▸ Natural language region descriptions
——————————

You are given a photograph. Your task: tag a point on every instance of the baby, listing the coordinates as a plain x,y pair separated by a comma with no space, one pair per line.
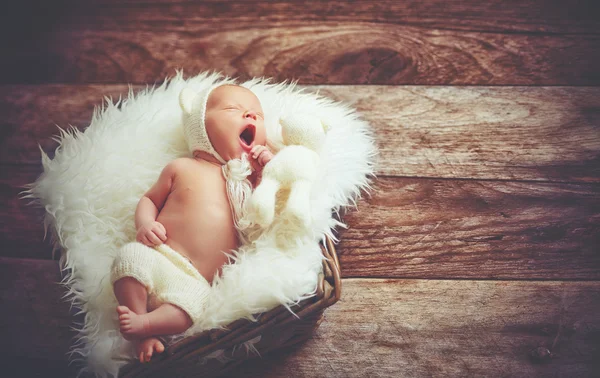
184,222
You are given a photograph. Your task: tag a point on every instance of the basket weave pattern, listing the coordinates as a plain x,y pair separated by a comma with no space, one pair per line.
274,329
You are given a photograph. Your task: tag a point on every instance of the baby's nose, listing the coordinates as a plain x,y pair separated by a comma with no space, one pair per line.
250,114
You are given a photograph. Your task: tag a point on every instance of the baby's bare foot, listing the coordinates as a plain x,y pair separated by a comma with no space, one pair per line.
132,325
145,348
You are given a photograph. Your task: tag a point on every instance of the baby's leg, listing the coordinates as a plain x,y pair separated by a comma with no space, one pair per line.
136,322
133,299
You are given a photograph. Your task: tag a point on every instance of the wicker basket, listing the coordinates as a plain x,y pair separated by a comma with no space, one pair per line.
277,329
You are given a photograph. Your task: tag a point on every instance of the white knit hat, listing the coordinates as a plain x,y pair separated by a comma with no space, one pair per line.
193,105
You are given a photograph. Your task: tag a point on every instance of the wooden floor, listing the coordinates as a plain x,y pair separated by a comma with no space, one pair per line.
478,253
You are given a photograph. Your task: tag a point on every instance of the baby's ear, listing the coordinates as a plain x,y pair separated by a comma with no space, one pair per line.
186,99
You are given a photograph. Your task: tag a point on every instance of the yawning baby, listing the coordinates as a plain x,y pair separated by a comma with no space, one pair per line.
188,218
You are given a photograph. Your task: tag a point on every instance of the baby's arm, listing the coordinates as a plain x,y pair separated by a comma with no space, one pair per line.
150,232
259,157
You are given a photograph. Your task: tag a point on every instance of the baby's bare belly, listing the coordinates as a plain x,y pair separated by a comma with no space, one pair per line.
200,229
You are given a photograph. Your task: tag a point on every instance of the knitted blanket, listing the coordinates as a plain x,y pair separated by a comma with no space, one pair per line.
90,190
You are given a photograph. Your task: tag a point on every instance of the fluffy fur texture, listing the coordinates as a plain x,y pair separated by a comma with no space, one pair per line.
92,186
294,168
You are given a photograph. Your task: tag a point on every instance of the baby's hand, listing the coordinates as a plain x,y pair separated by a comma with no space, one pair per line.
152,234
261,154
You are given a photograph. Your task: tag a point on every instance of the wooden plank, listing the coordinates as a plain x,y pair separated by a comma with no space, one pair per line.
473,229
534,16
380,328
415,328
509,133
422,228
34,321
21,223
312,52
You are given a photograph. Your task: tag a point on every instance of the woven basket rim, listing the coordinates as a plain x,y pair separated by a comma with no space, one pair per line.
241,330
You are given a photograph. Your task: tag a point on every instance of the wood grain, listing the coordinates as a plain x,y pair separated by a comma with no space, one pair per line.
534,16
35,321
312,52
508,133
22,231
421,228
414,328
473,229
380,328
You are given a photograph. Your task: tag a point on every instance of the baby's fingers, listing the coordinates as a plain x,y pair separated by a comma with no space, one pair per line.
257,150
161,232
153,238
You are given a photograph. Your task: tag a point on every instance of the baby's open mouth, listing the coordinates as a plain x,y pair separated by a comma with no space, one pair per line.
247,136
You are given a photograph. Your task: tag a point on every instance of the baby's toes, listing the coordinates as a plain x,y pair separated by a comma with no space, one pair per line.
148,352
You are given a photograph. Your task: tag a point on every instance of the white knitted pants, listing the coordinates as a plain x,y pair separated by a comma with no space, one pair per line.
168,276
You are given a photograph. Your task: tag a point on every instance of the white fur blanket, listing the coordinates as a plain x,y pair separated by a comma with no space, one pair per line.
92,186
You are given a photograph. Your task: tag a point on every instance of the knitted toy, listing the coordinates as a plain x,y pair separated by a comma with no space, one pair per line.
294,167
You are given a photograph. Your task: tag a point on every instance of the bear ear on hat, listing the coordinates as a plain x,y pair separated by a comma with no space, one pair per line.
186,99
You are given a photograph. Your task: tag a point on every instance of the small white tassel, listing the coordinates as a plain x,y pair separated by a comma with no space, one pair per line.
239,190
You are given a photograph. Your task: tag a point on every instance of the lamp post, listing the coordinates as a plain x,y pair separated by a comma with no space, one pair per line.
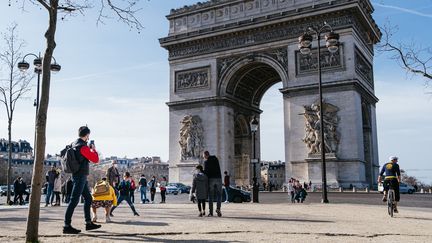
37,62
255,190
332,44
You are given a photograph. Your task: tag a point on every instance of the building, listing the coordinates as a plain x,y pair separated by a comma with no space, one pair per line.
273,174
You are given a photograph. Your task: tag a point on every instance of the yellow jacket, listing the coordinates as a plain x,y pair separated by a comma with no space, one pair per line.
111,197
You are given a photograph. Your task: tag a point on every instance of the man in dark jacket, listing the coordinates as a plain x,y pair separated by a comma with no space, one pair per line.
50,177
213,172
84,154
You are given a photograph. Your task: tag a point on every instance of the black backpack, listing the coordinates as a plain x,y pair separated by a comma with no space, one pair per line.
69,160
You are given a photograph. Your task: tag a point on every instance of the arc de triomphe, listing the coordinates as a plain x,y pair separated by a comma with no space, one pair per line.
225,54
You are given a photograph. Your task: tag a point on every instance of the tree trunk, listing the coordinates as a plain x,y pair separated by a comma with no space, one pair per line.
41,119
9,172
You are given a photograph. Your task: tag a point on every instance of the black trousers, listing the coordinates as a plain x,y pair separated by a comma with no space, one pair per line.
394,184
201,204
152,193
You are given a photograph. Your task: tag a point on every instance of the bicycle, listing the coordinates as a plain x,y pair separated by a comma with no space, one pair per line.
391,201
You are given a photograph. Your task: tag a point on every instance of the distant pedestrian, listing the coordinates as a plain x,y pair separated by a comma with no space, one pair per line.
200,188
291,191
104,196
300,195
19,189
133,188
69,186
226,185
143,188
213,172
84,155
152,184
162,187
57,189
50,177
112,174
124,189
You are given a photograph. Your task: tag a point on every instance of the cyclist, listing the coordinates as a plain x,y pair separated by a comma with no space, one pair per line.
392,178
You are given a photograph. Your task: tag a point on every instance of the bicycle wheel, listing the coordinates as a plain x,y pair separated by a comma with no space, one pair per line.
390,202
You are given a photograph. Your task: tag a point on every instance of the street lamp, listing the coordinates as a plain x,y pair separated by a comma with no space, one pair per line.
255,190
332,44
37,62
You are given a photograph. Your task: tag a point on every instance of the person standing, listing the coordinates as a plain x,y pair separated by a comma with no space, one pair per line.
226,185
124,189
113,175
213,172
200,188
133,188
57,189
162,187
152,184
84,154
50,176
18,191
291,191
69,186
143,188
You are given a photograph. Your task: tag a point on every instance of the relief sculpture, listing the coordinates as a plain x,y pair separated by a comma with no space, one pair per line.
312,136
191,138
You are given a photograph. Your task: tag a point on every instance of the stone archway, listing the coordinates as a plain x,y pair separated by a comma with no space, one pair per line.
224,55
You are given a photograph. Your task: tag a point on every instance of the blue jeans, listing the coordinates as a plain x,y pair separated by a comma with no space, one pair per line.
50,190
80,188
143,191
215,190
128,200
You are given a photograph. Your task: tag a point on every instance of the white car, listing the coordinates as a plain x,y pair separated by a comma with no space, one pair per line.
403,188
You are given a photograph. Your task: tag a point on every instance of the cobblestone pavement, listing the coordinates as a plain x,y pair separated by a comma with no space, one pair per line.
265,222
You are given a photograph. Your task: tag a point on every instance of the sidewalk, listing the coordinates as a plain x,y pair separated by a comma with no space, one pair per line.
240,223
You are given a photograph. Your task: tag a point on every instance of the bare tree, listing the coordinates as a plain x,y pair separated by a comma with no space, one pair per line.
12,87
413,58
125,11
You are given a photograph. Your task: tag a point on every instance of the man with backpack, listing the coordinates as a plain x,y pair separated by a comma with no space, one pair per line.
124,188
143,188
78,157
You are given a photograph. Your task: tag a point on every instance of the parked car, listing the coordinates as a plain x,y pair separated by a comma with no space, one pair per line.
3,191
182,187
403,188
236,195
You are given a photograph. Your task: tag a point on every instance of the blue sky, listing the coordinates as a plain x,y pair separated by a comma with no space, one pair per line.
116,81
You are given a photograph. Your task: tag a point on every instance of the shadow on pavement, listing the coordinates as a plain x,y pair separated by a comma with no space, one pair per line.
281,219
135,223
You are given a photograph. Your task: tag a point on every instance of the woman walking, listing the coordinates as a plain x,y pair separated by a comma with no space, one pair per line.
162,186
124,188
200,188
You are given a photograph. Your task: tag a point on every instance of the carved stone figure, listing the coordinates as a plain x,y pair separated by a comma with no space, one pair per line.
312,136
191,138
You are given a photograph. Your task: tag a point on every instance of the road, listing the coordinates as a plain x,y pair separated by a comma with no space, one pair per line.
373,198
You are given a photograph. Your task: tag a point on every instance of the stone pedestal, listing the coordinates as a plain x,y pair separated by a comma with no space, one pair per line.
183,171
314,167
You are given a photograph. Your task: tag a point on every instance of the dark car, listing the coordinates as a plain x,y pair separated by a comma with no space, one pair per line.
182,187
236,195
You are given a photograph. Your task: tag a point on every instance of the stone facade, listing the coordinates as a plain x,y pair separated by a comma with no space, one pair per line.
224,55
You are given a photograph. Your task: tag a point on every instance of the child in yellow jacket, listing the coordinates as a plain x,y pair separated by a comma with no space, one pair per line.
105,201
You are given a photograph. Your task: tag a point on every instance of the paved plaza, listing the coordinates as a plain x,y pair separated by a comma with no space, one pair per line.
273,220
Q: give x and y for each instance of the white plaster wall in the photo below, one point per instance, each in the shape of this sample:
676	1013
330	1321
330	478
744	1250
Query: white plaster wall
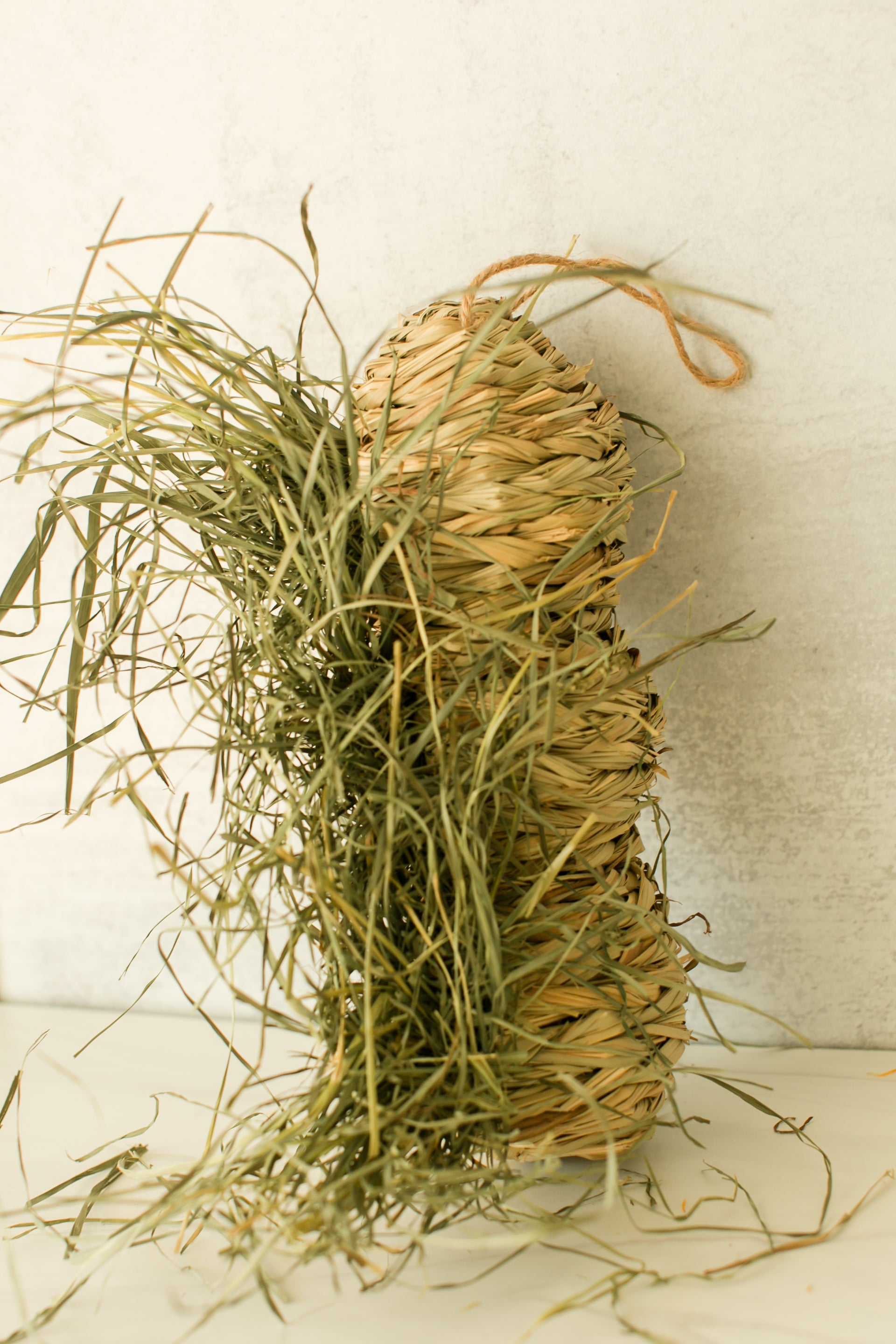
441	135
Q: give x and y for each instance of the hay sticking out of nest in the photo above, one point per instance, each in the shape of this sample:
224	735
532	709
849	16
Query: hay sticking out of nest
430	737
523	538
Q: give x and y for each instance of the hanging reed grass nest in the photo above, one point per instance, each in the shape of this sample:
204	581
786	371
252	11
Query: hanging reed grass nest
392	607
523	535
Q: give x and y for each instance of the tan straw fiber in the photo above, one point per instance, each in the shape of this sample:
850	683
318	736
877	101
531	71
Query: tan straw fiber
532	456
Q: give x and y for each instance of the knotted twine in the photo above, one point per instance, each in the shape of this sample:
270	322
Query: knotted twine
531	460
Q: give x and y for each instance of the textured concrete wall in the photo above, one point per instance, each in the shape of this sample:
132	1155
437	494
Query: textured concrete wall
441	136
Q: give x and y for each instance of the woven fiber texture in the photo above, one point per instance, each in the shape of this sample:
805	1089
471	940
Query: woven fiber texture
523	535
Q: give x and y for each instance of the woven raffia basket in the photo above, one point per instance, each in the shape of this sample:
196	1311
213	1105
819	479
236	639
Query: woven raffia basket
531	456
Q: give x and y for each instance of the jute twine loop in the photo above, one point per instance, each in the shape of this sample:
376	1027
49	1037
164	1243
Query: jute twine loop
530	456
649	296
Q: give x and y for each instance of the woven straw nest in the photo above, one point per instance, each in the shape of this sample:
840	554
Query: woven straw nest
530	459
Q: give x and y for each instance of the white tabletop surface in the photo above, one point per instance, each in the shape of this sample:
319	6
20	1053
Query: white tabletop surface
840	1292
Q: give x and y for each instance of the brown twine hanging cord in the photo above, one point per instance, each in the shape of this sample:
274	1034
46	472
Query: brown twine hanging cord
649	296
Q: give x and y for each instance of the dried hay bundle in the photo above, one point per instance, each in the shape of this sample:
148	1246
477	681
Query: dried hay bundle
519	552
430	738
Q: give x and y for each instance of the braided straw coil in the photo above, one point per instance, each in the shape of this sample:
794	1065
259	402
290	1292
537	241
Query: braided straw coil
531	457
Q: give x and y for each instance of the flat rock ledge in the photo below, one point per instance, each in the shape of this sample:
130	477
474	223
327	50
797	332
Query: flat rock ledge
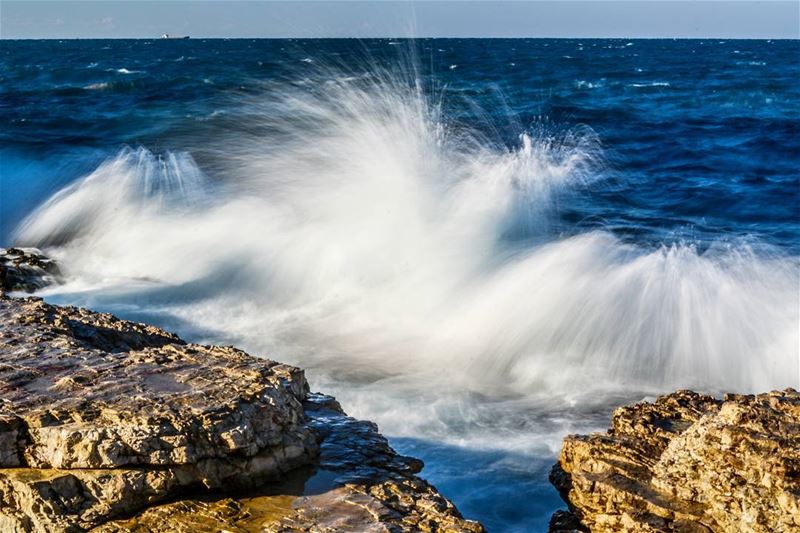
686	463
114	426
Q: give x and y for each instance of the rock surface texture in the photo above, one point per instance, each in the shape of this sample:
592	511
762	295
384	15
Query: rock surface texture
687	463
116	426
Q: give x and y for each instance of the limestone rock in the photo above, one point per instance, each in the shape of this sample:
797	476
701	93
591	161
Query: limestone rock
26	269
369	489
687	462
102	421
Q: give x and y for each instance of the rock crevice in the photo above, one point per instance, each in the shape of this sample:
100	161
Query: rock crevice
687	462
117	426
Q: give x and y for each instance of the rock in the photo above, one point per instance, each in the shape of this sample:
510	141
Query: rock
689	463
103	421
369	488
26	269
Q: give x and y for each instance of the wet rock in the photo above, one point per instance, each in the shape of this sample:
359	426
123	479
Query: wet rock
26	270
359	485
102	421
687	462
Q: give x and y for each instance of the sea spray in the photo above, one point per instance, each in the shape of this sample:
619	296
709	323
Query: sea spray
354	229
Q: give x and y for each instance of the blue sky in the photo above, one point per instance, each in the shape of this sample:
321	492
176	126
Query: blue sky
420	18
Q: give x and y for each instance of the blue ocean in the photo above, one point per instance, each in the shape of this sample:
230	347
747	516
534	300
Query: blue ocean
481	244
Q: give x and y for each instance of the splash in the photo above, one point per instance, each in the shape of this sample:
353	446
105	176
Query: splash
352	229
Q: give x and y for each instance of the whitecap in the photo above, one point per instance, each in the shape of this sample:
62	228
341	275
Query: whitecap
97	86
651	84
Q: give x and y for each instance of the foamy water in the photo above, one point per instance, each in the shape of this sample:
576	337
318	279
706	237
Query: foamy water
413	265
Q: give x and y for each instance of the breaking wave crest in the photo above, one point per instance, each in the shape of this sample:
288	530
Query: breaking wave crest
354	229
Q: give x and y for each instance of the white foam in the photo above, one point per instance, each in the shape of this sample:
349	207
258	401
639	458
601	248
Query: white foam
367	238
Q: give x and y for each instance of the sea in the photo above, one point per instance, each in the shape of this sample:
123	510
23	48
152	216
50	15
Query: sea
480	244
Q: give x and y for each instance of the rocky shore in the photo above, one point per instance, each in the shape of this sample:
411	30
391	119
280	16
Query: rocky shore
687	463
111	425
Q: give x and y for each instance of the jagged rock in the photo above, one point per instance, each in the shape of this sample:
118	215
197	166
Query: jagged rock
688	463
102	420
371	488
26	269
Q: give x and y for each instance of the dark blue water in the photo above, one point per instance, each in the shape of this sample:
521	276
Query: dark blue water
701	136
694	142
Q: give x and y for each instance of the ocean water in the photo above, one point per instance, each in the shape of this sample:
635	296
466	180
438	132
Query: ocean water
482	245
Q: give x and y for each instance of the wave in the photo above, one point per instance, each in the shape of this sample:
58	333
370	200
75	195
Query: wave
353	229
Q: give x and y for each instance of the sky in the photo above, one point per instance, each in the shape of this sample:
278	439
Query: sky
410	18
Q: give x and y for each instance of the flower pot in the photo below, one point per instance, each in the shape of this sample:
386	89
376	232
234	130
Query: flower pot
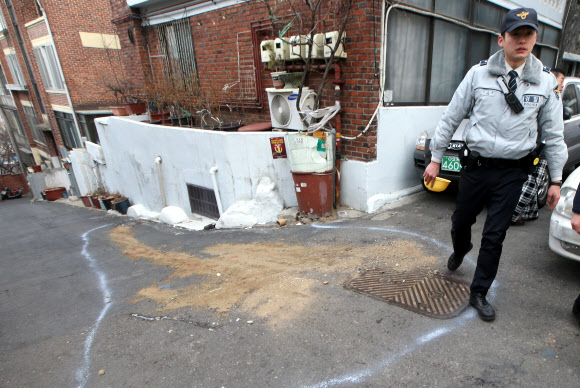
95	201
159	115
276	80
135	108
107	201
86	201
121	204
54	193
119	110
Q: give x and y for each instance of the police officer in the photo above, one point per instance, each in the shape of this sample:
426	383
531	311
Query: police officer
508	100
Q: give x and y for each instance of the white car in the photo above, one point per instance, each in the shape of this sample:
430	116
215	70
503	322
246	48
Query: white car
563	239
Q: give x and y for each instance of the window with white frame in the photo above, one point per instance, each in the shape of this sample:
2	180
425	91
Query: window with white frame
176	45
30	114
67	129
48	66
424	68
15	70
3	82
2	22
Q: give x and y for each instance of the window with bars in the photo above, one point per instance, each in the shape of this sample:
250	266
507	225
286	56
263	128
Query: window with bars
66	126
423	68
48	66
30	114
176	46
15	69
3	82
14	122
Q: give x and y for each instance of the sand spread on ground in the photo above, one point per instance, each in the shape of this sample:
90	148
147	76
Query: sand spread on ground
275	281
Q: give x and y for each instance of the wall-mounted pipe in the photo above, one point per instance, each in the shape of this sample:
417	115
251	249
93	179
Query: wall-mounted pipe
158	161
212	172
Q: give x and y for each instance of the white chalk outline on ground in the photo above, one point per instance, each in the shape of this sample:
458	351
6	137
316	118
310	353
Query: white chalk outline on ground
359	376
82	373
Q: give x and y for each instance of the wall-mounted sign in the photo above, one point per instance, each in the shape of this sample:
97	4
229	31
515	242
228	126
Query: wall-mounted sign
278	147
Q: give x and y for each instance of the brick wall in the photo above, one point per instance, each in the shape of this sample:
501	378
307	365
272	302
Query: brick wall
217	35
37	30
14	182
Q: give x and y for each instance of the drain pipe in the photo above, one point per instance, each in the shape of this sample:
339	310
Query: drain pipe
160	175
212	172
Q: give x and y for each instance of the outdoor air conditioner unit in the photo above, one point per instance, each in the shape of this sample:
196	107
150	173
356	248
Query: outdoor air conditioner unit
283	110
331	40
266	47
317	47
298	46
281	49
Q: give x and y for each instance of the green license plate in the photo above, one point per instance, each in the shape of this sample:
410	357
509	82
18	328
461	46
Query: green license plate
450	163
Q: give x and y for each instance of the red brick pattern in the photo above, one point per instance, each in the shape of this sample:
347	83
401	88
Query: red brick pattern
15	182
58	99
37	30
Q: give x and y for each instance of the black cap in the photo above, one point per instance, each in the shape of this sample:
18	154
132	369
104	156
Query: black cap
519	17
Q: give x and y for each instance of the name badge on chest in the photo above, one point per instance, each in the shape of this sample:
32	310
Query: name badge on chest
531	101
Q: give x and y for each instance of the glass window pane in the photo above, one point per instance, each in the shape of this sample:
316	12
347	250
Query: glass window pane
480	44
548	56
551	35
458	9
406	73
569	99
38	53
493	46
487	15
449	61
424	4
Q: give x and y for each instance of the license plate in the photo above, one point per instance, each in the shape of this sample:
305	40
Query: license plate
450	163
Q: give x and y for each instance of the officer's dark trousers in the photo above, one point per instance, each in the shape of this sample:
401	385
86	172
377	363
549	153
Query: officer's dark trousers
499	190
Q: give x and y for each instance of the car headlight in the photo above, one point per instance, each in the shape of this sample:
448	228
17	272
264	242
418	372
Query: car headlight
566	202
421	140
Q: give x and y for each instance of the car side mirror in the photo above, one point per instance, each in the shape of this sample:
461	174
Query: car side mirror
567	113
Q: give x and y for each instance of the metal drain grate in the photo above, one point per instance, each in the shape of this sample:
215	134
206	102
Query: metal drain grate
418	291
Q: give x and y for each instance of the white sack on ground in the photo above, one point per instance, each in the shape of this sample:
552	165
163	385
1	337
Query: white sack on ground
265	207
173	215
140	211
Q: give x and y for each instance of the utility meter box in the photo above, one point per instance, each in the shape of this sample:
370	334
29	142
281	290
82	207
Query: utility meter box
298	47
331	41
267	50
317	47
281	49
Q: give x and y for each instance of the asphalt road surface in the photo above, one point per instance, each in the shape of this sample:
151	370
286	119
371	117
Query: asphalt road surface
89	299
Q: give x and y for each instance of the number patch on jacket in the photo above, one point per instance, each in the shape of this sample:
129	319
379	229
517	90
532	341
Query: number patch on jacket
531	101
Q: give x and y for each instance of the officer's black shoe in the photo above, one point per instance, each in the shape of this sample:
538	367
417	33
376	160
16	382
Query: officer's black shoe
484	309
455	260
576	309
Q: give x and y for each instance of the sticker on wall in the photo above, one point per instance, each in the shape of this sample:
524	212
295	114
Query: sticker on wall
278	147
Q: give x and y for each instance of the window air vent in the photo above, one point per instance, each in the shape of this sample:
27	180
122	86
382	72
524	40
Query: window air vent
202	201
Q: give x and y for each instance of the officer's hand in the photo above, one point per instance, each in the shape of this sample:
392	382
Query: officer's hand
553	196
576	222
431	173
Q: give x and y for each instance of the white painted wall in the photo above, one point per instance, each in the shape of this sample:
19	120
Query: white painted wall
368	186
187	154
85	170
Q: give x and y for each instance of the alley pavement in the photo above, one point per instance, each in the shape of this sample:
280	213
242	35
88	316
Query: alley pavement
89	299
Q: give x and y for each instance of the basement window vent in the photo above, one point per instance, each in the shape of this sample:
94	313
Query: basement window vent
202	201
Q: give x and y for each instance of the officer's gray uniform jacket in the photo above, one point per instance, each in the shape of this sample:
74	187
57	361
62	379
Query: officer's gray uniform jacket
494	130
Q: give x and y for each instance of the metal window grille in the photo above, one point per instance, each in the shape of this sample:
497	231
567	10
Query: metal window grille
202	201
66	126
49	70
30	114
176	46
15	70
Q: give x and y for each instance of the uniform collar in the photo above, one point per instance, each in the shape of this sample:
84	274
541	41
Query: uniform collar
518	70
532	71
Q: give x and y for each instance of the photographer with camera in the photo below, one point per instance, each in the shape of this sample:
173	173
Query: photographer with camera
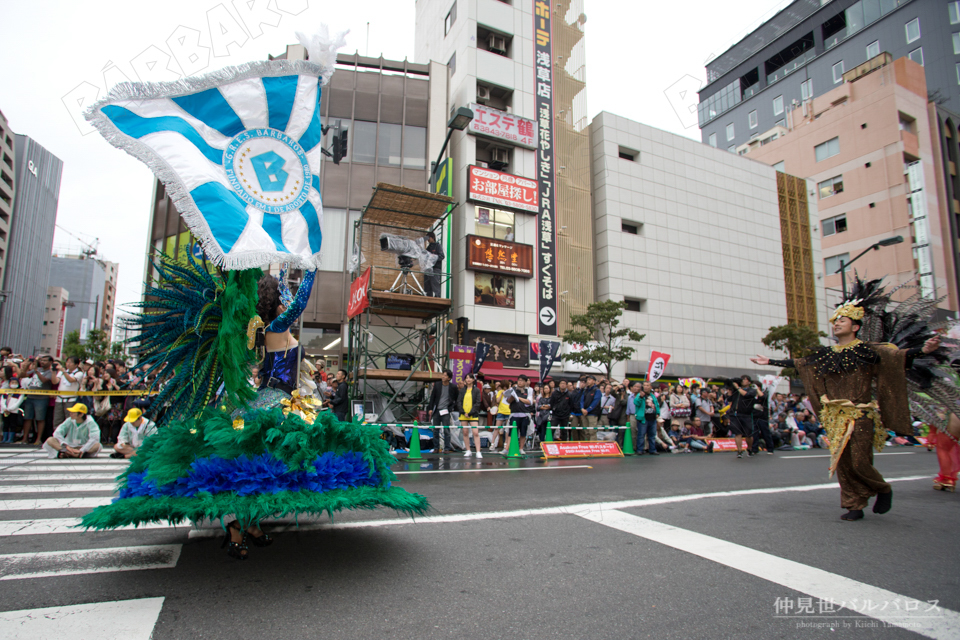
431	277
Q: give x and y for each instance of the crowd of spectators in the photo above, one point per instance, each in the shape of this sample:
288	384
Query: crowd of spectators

——————————

▸ Work to be completed
Look for the string "spectators" in the entries above. Copy every line that has it.

▸ Completed task
Q: give x and y for each instance of the crowd of spectators in the photo above, one point per instance, each in the shape of this sample:
Query: crowd of spectators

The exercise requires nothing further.